DIRECTIVE:
Output the records exactly. Include every line.

SUPPLIED MATERIAL:
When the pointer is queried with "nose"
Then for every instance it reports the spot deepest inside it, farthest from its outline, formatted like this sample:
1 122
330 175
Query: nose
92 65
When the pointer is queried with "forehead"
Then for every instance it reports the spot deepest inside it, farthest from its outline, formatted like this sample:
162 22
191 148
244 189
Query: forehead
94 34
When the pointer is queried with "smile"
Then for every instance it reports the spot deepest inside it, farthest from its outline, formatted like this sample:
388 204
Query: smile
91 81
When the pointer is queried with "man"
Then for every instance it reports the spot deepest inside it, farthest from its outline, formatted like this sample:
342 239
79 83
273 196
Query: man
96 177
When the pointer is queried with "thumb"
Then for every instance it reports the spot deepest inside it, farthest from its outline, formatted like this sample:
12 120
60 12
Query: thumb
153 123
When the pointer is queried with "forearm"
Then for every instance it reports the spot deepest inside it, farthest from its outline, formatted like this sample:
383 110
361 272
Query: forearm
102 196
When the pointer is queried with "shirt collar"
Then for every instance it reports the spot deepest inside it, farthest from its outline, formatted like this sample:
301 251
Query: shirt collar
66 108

SOLUTION FOR THIS PROBLEM:
When the pointer is queried with "nose"
Then for every instance it reports the spot deepest inside it, farthest from its outline, formatted like this sample:
1 122
330 175
Query: nose
92 65
When the pointer is queried with "forehead"
Then for every instance it reports the spot deepest inside it, farthest from its outline, formatted like this sample:
162 22
191 148
244 189
Query: forehead
94 34
When the pointer is queried with "smile"
Then for every instance it reports the spot deepest inside it, farthest from its outline, formatted like this sample:
388 204
Query: smile
91 81
When the pointer is queried with "man"
Then for every instance it reports the spot deepest inside it, farthest from its outline, formatted like this sample:
342 239
79 83
273 196
Query: man
96 177
When the pointer is queried with "thumb"
Then for every instance it reports the spot deepest inside it, farthest from its outline, formatted like this sample:
12 120
60 12
Query: thumb
153 123
When the pointer is queried with "forearm"
Then for every instance it reports the spot deepest inside it, farthest from its outline, formatted like this sample:
383 110
361 272
Query: forearm
102 196
When the pointer is queried with "shirt collar"
Then for every instance it reports the spot deepest inside it, farthest from its outline, formatted like this sample:
301 251
Query: shirt collar
66 108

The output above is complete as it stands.